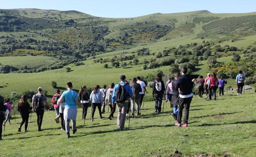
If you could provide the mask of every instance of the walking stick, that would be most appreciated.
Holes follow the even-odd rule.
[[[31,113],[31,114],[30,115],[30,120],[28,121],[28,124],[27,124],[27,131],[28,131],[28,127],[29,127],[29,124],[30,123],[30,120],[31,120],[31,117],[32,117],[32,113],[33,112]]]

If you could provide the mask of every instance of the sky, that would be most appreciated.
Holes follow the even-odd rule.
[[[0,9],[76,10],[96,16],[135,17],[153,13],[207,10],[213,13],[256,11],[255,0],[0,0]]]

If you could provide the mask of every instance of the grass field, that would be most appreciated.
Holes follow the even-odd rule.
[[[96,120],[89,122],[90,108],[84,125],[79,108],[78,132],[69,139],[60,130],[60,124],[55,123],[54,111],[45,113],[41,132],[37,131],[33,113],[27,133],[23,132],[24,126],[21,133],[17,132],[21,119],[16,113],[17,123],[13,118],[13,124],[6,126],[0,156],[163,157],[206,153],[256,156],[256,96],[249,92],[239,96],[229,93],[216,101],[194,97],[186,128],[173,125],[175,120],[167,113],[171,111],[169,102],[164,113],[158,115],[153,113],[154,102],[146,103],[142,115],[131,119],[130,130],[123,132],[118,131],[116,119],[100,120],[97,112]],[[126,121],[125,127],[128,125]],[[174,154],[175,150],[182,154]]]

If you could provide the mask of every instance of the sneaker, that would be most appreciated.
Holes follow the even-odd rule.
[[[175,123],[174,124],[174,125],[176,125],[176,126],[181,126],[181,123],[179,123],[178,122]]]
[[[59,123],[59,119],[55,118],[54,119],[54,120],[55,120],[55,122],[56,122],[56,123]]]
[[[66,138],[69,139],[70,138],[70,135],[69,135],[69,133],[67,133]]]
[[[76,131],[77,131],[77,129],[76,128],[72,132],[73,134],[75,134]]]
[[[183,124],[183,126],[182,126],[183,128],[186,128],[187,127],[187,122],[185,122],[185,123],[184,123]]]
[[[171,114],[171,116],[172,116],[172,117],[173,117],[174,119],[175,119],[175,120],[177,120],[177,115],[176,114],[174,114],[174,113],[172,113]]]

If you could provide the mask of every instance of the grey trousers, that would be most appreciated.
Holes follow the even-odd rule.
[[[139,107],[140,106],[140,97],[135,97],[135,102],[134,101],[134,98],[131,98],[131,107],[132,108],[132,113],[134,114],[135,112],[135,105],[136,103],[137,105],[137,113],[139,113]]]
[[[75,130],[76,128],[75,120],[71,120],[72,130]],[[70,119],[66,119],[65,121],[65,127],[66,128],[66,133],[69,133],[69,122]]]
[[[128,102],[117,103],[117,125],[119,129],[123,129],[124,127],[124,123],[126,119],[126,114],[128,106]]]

-------------------------

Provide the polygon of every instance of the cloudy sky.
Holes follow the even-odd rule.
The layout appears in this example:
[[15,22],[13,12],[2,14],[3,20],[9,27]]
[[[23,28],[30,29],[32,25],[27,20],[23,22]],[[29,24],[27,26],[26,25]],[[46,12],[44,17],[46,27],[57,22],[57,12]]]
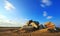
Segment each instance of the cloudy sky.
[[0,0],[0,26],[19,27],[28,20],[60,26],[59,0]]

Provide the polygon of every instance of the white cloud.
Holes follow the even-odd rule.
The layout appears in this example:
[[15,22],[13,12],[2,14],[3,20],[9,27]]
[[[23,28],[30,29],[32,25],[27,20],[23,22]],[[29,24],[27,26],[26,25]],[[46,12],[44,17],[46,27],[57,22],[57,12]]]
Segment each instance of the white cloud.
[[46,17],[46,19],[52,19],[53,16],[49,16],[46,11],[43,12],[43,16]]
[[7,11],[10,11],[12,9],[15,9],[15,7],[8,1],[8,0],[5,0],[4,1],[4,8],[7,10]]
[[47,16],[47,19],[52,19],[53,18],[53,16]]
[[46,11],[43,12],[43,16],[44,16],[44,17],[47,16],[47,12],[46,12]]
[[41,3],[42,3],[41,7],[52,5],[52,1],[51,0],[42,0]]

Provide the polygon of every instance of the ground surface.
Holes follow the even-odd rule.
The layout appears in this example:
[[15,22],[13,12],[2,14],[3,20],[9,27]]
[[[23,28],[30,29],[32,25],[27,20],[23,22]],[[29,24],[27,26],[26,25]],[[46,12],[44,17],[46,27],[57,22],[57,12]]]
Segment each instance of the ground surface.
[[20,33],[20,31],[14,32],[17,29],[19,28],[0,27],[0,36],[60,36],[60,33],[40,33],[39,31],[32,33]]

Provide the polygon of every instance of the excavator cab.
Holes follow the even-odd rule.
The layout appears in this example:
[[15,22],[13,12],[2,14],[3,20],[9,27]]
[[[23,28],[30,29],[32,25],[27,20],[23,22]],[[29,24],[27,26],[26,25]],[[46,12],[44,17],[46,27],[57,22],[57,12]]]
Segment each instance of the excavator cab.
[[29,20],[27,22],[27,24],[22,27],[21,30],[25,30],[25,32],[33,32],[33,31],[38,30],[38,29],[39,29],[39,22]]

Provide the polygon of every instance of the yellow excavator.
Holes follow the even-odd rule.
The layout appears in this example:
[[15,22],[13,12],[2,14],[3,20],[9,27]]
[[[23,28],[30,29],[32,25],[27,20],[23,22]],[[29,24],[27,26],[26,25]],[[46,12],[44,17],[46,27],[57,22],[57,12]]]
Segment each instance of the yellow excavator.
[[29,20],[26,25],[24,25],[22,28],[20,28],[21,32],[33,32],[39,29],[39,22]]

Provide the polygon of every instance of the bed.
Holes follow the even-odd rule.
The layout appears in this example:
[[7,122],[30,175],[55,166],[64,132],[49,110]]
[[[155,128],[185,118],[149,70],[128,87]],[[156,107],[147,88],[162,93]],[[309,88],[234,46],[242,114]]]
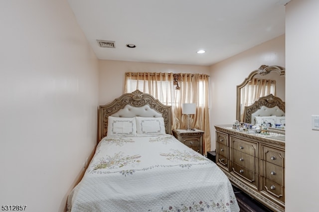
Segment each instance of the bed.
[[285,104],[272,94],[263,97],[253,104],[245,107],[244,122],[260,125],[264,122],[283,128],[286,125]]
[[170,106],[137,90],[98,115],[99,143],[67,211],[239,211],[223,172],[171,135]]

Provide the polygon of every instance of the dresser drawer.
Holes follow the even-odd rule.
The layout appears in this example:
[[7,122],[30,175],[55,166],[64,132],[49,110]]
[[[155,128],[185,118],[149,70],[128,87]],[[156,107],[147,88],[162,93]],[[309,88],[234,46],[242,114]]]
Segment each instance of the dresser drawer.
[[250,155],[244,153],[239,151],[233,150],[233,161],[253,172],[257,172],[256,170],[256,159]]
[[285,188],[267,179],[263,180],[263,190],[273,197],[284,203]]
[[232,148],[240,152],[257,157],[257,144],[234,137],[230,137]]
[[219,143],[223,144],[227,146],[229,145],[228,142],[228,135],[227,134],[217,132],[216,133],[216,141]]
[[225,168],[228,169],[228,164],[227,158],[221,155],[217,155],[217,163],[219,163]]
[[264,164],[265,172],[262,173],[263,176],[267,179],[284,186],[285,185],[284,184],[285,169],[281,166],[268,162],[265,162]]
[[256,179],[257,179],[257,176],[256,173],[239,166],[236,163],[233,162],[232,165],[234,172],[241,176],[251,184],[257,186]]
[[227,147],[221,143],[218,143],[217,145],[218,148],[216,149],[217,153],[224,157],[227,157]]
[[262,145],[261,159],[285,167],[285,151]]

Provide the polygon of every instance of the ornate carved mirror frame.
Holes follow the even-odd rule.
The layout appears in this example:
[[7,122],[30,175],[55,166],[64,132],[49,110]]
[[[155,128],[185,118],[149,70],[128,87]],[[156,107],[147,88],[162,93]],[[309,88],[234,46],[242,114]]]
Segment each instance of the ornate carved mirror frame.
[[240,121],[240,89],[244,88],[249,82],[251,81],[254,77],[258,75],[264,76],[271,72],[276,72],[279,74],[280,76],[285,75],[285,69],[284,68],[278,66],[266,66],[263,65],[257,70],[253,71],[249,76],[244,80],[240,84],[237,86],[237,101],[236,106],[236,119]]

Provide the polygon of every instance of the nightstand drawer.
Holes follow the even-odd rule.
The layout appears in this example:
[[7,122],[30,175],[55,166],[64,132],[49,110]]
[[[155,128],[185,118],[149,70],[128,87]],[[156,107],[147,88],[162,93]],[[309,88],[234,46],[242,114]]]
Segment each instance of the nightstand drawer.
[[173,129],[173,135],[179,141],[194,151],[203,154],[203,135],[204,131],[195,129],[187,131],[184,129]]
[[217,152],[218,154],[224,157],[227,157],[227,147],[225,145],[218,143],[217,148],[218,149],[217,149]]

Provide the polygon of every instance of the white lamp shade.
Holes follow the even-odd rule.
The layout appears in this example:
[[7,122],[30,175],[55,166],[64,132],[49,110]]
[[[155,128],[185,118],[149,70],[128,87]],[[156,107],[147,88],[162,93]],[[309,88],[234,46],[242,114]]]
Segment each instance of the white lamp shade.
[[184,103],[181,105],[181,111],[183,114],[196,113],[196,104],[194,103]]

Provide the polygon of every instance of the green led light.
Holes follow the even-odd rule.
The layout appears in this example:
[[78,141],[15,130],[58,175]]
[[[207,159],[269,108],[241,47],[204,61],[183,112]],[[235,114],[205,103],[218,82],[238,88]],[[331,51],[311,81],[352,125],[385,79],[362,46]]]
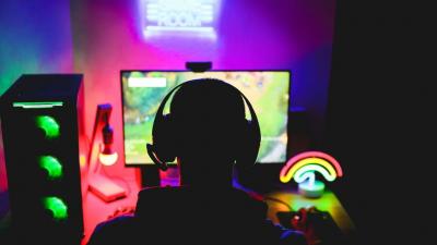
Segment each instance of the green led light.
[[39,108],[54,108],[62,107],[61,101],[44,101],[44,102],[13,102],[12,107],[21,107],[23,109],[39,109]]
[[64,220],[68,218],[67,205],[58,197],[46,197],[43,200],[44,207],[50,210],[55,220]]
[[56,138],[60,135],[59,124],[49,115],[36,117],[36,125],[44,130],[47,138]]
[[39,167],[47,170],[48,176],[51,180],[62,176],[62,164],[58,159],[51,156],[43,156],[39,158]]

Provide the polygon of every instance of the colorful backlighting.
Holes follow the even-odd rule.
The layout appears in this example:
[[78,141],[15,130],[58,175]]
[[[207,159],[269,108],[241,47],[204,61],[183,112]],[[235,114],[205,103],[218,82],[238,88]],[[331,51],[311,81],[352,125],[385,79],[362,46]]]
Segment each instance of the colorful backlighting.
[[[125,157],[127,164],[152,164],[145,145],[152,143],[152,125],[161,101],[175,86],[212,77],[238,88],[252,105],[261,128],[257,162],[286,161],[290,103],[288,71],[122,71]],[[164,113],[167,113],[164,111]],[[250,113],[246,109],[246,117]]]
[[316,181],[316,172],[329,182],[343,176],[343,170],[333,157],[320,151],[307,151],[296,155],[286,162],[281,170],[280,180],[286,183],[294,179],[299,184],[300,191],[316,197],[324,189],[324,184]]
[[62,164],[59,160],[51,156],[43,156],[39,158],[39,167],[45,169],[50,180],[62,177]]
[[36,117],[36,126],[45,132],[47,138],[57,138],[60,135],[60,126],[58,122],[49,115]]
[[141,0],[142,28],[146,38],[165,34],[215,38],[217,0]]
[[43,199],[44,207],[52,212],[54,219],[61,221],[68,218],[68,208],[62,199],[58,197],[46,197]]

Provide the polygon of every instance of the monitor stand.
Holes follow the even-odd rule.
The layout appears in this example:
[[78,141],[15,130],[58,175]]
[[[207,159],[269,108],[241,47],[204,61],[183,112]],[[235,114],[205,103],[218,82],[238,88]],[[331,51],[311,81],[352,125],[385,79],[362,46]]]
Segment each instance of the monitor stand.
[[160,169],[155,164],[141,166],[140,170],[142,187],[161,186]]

-------------------------

What the task asks: Please find every line in the data above that contains the word "most", and copy each of those lines in full.

Finished answer:
If you could provide the mask of every instance of the walking stick, that would be most appreciated.
If you could provide the mask of every instance of the sky, that would be most appreciated.
If you could provide the mask of every instance of the grass field, that would be most appreciated.
If you could provide the mask of every instance of the sneaker, that would be most appreciated.
If you could provide the mask of every instance of the grey trousers, that would be most appreciated.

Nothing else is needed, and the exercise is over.